** Exercise objective **
Nothing in the entries may change when you repeat them, and no images may appear.

** Extracted records **
++++

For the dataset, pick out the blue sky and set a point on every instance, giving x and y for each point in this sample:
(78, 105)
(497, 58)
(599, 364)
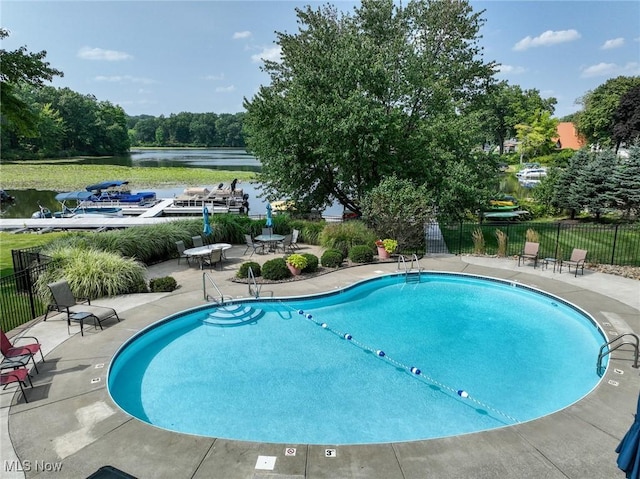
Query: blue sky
(161, 57)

++++

** Reply **
For the dataset, pick out the blue sky and set a point on every instance, giving x and y for each point in this sample:
(78, 105)
(497, 58)
(599, 364)
Query: blue sky
(161, 57)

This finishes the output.